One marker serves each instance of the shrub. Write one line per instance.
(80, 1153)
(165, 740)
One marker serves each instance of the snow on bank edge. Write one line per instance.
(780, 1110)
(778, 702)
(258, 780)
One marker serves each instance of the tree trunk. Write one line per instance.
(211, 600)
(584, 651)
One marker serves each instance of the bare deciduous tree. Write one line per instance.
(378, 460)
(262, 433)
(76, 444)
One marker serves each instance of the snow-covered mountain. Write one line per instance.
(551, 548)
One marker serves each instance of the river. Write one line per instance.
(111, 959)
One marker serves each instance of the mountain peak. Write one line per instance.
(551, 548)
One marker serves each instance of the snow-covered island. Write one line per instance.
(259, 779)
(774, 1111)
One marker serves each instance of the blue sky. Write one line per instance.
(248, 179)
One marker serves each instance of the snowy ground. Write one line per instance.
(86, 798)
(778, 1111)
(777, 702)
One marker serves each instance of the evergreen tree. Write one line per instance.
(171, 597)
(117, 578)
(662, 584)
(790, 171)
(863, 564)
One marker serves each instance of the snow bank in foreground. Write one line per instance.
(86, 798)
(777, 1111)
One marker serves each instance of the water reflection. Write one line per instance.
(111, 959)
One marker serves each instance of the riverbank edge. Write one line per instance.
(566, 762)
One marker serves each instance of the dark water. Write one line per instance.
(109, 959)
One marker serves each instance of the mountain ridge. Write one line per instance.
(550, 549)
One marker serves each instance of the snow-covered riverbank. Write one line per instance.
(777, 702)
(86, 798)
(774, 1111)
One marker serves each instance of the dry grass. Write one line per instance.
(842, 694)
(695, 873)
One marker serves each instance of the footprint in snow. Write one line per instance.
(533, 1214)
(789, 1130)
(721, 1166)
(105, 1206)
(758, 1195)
--------------------
REQUEST - Copy the rows verbatim, starting at the line containing "One marker serves each instance of the snowy" and ending at the line containing "(777, 1111)", with both of those lines included.

SOLVED PROBLEM -
One marker serves each instance of the snowy ground. Write one line per instance.
(86, 798)
(778, 1111)
(777, 702)
One marker serves each instance of the evergreen tree. Write one line per instance.
(171, 597)
(117, 578)
(662, 584)
(790, 171)
(863, 564)
One marker serves each instance of the snow bank in foreground. Write one line per instance.
(86, 798)
(777, 1111)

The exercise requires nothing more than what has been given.